WHAT THE EXERCISE ASKS
Reproduce the entries verbatim from their start through the line containing "149 203 176 238", with that line included, and leave out the pictures.

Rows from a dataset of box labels

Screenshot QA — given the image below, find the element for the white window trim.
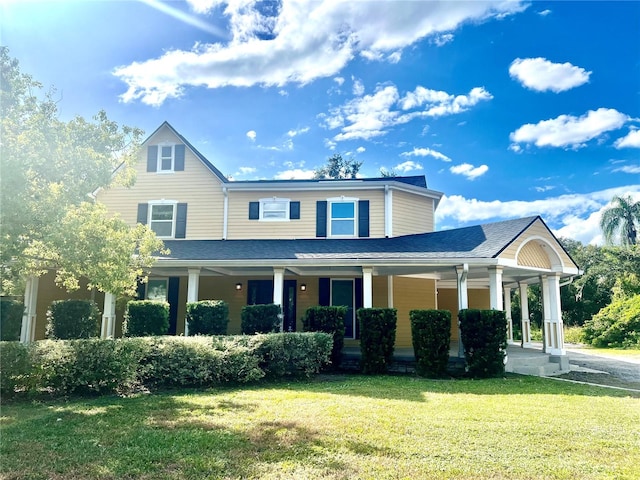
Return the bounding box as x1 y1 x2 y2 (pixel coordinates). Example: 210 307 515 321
259 197 291 222
147 200 178 238
327 196 359 238
156 142 176 173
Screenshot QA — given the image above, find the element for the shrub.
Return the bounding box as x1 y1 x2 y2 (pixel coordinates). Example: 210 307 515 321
357 308 397 374
0 298 24 341
47 300 100 340
187 300 229 335
241 303 280 335
584 295 640 348
302 306 347 369
122 300 169 337
458 309 507 378
409 310 451 377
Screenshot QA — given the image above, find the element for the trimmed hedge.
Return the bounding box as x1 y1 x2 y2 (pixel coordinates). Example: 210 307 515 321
302 306 347 369
122 300 169 337
241 303 281 335
0 298 24 341
0 333 332 399
187 300 229 335
458 309 507 378
357 308 397 374
47 300 100 340
409 310 451 377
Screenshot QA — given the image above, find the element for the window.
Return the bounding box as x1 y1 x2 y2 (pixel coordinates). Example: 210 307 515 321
149 203 176 238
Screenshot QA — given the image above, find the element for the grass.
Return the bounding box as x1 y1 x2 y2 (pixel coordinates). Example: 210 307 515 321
0 375 640 480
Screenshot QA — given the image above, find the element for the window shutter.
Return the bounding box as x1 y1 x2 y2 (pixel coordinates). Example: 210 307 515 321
173 143 184 172
289 202 300 220
249 202 260 220
144 145 158 172
358 200 369 237
138 203 149 225
175 203 187 238
316 200 327 237
318 277 331 307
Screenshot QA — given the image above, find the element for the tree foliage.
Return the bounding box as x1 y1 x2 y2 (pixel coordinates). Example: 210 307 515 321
313 153 362 179
0 47 162 294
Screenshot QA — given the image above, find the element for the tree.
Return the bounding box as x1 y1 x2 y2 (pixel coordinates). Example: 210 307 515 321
600 195 640 245
0 47 162 294
313 153 362 179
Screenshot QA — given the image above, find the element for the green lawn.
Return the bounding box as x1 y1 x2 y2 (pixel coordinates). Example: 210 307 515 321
0 375 640 479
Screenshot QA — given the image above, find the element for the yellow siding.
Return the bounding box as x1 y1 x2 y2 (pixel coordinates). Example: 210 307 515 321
98 124 223 240
393 277 436 347
228 190 384 240
392 190 433 237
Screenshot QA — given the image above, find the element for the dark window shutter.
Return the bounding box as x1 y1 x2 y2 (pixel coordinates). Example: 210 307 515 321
318 277 331 307
145 145 158 172
249 202 260 220
289 202 300 220
138 203 149 225
175 203 187 238
358 200 369 237
316 200 327 237
173 143 184 172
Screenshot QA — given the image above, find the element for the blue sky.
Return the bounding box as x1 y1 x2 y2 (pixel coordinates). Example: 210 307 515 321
0 0 640 243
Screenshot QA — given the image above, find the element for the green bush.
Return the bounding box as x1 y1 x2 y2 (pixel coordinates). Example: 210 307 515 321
241 303 281 335
0 298 24 341
122 300 169 337
302 306 347 369
458 309 507 378
584 295 640 348
357 308 397 374
47 300 100 340
409 310 451 377
187 300 229 335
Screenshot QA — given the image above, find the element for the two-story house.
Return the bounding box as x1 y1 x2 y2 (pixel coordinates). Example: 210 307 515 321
23 122 579 366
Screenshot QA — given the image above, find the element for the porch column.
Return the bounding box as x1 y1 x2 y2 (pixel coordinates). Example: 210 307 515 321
518 282 531 348
184 268 200 337
100 292 116 339
456 263 469 358
273 268 284 332
504 286 513 342
362 267 373 308
20 276 40 343
542 275 566 355
489 266 503 310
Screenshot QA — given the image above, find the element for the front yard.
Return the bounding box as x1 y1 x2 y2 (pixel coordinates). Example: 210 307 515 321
0 375 640 479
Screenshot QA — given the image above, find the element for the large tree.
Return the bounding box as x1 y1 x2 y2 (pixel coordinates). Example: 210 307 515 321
0 47 162 294
600 195 640 245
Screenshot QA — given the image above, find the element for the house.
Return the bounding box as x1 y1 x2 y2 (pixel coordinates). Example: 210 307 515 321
23 122 579 366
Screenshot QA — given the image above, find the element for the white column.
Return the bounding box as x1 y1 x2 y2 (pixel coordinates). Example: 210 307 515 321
273 268 284 332
518 282 531 348
100 292 116 339
504 286 513 342
184 268 200 337
20 276 40 343
362 267 373 308
489 266 503 310
456 263 469 357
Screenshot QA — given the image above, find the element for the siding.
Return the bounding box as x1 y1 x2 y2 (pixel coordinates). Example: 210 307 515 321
392 190 433 237
98 127 224 240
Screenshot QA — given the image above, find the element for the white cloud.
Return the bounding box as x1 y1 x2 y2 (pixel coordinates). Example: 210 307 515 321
449 163 489 180
614 130 640 148
509 108 629 149
509 57 591 93
400 147 451 162
113 0 528 106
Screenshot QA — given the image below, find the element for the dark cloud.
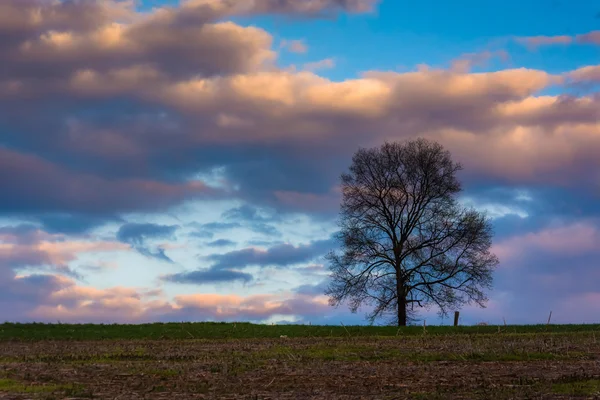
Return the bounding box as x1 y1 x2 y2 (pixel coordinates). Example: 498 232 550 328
0 147 216 219
206 239 335 269
163 268 253 285
221 204 279 222
117 223 179 263
293 280 329 296
34 213 123 234
206 239 237 247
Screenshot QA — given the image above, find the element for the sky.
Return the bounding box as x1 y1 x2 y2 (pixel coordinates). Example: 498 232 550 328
0 0 600 325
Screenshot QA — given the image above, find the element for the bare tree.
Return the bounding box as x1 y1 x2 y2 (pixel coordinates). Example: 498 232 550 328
326 139 498 326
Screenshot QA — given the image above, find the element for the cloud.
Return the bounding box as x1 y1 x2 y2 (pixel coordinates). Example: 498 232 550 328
0 275 329 323
451 50 510 72
304 58 335 71
575 31 600 45
279 40 308 54
0 225 128 277
162 268 253 285
207 239 236 247
117 223 179 263
515 31 600 49
206 239 334 269
0 147 216 214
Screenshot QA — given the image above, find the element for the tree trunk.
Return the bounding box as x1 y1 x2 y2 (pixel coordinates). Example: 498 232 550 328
398 297 406 326
396 277 406 326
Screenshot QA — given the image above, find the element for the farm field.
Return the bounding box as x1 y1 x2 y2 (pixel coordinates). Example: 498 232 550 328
0 323 600 399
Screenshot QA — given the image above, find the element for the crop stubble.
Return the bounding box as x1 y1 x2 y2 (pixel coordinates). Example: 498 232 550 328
0 332 600 400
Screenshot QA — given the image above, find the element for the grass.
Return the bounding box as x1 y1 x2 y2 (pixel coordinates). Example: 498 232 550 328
0 379 86 397
0 323 600 400
552 379 600 396
0 322 600 341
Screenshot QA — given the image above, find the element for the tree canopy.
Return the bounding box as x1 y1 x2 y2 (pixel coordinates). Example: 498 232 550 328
326 139 498 326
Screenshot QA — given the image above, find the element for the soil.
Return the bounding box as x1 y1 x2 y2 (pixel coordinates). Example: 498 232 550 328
0 334 600 400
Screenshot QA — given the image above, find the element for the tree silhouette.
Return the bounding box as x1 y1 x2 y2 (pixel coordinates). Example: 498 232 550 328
326 139 498 326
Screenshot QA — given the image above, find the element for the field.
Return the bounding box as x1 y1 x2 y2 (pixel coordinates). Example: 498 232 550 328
0 323 600 399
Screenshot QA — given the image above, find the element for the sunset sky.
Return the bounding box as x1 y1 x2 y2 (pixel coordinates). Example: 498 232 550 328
0 0 600 324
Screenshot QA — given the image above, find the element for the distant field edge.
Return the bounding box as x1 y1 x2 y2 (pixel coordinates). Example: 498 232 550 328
0 322 600 340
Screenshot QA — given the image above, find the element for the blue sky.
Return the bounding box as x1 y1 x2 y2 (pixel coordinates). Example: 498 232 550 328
0 0 600 324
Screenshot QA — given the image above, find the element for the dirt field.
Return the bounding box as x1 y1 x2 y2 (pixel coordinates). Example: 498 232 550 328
0 332 600 399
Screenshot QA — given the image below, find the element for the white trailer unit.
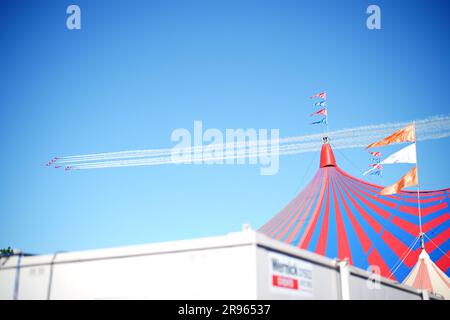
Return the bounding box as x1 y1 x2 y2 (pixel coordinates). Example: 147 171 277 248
0 230 437 300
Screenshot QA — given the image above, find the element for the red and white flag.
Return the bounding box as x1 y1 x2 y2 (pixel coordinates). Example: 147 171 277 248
309 108 327 117
311 91 327 100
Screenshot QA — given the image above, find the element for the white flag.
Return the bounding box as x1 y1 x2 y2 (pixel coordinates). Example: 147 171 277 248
381 143 417 164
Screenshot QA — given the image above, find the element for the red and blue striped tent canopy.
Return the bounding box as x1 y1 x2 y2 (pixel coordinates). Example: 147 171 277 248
259 143 450 282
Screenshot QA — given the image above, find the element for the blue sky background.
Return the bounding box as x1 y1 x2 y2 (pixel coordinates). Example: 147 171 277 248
0 0 450 253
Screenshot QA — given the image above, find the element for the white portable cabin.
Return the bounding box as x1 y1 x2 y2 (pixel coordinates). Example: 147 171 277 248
0 229 440 300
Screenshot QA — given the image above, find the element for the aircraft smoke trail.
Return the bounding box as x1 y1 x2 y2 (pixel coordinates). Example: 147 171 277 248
51 115 450 170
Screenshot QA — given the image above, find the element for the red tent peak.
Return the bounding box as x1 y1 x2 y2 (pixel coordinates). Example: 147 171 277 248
320 142 336 168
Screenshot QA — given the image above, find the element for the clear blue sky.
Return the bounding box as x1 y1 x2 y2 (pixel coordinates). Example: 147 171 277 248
0 0 450 253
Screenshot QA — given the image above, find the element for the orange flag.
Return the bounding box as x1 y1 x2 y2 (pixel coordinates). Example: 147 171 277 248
379 167 418 196
366 124 416 149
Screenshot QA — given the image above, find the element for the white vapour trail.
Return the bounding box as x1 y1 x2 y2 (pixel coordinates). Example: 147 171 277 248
72 132 450 170
58 115 450 169
58 116 450 164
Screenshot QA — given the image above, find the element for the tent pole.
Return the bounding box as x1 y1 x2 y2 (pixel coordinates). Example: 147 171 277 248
413 121 425 249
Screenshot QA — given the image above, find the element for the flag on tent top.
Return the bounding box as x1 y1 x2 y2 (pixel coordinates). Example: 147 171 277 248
363 163 383 176
379 167 419 196
313 101 327 107
369 151 381 158
311 92 327 100
366 124 416 149
311 117 327 124
381 143 417 164
309 108 327 117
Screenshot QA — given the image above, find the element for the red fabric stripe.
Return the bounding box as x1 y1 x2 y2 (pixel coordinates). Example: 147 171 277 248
343 174 382 233
367 248 396 279
299 167 330 249
381 230 419 268
343 174 398 209
344 178 391 220
337 185 372 252
269 171 322 238
435 250 450 272
399 200 448 217
413 260 433 291
286 172 325 243
427 228 450 252
422 213 450 232
405 192 445 203
277 171 324 243
333 172 353 265
316 175 332 255
391 216 419 237
431 265 450 288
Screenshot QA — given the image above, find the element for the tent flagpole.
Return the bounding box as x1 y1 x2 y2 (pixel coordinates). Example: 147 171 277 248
413 121 425 249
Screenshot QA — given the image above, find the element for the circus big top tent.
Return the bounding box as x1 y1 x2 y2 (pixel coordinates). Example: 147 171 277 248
259 143 450 288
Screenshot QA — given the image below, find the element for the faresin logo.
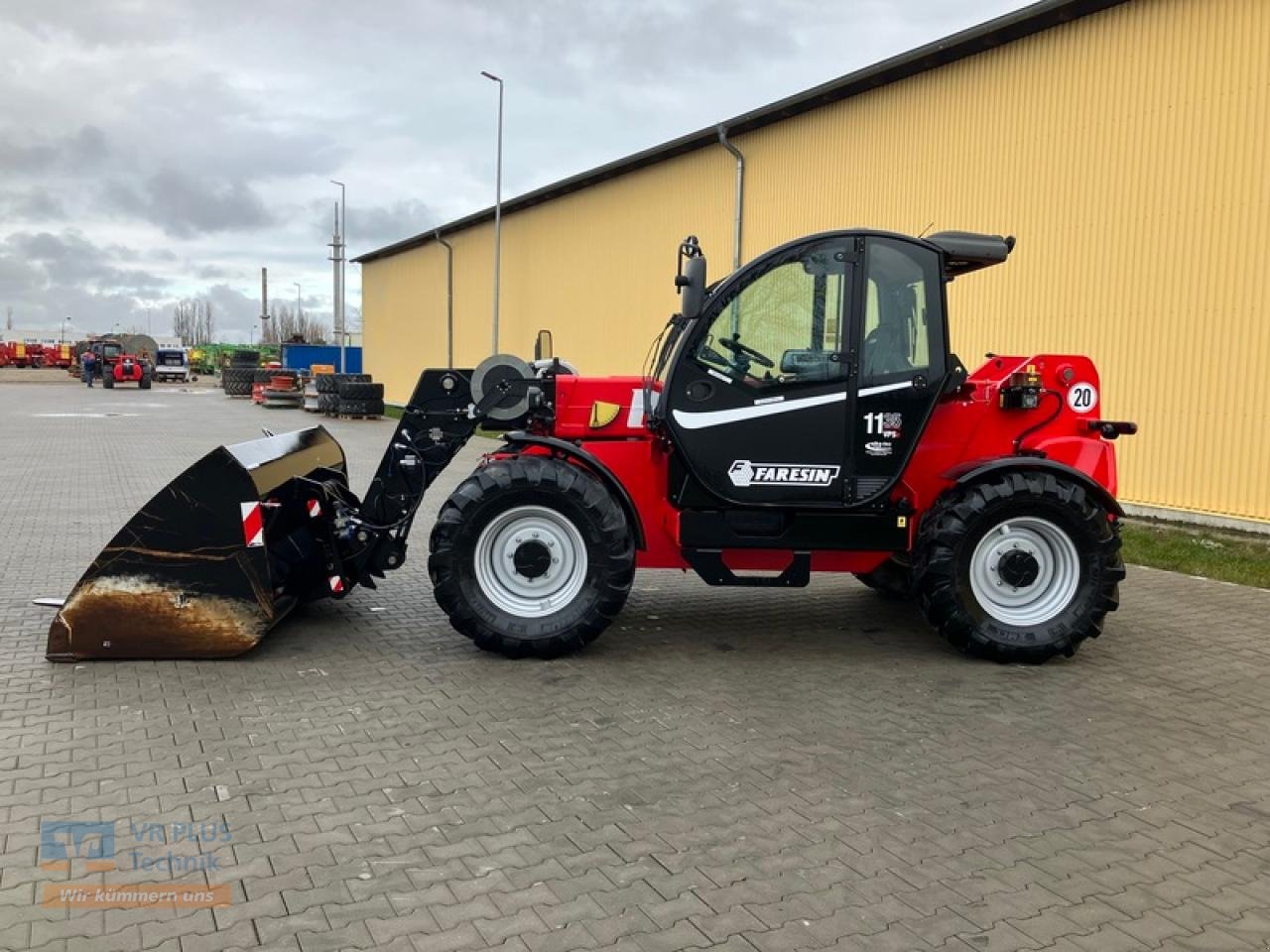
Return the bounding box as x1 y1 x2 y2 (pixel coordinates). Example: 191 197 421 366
727 459 839 488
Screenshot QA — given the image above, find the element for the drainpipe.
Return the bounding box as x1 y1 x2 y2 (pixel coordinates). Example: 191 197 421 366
717 122 745 271
432 231 454 369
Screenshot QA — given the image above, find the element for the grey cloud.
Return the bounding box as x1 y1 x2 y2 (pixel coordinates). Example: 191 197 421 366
0 0 1024 339
0 187 66 223
318 198 442 258
0 126 109 174
0 231 165 294
101 169 273 237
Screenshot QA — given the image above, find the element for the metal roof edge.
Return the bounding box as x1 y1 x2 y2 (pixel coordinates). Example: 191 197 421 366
352 0 1128 264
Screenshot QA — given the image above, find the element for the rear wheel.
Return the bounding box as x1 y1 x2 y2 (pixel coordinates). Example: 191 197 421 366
913 472 1124 662
428 456 635 657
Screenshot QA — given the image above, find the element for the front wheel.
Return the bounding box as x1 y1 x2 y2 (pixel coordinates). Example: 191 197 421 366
913 472 1124 662
428 456 635 657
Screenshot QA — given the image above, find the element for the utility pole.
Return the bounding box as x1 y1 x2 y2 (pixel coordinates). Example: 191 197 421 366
330 178 348 373
480 69 503 354
260 268 269 344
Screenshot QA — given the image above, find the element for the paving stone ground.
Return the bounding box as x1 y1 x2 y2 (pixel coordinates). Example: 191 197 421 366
0 384 1270 952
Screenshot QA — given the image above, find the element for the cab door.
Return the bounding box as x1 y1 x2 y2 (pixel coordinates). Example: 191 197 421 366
848 235 949 503
663 235 860 508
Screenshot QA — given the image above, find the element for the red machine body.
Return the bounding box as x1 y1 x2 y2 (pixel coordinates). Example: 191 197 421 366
537 354 1117 572
110 354 144 384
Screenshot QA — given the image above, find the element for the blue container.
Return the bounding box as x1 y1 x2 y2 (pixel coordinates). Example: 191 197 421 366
282 344 362 373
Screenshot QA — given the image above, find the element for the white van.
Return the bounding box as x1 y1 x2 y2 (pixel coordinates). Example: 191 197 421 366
154 346 190 384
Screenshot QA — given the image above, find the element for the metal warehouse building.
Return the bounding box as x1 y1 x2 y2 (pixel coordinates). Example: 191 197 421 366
358 0 1270 525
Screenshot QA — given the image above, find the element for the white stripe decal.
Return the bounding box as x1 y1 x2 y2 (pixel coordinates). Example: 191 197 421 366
675 381 913 430
675 393 847 430
857 380 913 396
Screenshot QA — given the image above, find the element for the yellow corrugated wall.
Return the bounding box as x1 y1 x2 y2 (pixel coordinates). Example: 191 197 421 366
363 0 1270 521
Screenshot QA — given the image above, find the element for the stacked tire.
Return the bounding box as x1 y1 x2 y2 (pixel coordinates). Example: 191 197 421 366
221 350 260 396
314 373 341 416
335 373 384 416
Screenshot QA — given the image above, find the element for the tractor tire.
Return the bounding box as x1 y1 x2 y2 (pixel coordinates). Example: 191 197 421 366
856 556 913 602
428 456 635 658
913 472 1124 663
336 380 384 400
335 396 384 416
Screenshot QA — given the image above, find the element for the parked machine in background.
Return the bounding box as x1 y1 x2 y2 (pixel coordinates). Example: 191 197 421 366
87 337 154 390
101 354 154 390
154 346 193 384
47 231 1137 662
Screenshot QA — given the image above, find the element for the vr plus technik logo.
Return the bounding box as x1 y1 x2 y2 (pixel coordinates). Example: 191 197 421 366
40 820 117 872
40 820 232 908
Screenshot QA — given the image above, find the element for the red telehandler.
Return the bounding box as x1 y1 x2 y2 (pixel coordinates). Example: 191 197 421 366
47 231 1137 661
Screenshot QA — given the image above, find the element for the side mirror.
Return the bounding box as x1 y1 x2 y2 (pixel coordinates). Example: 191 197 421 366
534 330 555 361
675 254 706 321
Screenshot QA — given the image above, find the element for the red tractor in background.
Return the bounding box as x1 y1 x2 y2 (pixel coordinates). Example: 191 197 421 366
40 344 75 371
47 230 1137 662
98 353 154 390
78 337 154 390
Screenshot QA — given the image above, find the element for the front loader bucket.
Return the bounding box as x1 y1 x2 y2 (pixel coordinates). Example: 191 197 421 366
46 426 346 661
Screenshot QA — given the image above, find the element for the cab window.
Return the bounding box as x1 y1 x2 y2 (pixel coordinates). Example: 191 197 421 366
693 241 851 390
860 237 944 387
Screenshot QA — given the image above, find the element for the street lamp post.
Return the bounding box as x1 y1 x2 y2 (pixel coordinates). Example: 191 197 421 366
330 178 348 373
480 69 503 354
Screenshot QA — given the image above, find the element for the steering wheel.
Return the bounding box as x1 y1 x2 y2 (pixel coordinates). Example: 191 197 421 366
718 334 776 367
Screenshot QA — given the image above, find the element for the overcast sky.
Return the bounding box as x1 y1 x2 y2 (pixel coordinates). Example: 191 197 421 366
0 0 1025 340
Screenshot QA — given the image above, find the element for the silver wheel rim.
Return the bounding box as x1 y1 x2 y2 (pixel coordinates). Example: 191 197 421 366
475 505 586 618
970 516 1080 629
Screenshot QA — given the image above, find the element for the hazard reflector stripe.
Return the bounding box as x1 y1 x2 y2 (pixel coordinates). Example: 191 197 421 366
240 503 264 548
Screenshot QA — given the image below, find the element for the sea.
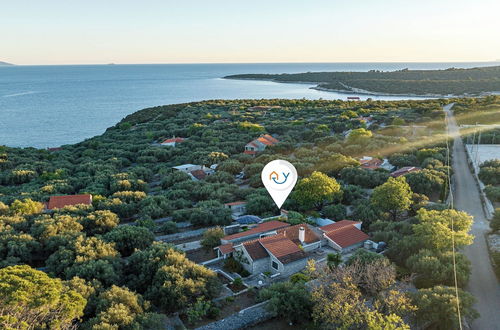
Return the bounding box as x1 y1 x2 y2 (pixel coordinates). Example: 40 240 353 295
0 62 498 148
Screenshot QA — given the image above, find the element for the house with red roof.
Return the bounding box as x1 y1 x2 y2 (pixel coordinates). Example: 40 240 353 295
215 221 321 276
319 220 369 253
47 194 92 210
160 137 186 147
224 201 247 218
221 220 290 244
244 134 279 155
359 156 394 171
390 166 421 178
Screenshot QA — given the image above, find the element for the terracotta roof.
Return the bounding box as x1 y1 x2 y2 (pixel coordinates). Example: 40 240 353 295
259 235 306 264
257 137 274 146
325 226 369 248
359 158 384 169
47 194 92 210
191 170 207 180
261 134 280 143
162 138 184 144
216 243 234 254
319 220 361 233
243 239 269 260
278 223 320 245
391 166 421 178
224 201 247 206
222 220 290 241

ANSWER
Screenshot QA — given the image below, find the element for the white window trim.
Return the bounding box as x1 y1 x2 y2 (pixel coordinates). Example: 210 307 515 321
259 197 291 222
147 200 178 238
327 196 359 238
156 142 176 173
Screenshot QA — given the image above, find the element for the shrub.
Return the bounding box as x1 y1 x2 y2 (pixel coordinates). Example: 210 307 515 321
357 308 397 374
0 298 24 341
47 300 100 340
187 300 229 335
241 303 280 335
584 295 640 348
302 306 347 369
122 300 169 337
458 309 507 378
409 310 451 377
Screenshot QA — given the image above, find the element for the trimmed hedge.
Return the bounding box as x1 y1 x2 y2 (pixel coordinates). Example: 210 307 515 321
302 306 347 369
122 300 169 337
241 303 281 335
0 298 24 341
0 333 332 399
187 300 229 335
458 309 507 378
357 308 397 374
47 300 100 340
409 310 451 377
Screenshot QA — given the image above, find the element for the window.
Return the bounding box as x1 y1 x2 y2 (pixel coordinates). Example: 210 307 515 321
149 203 176 238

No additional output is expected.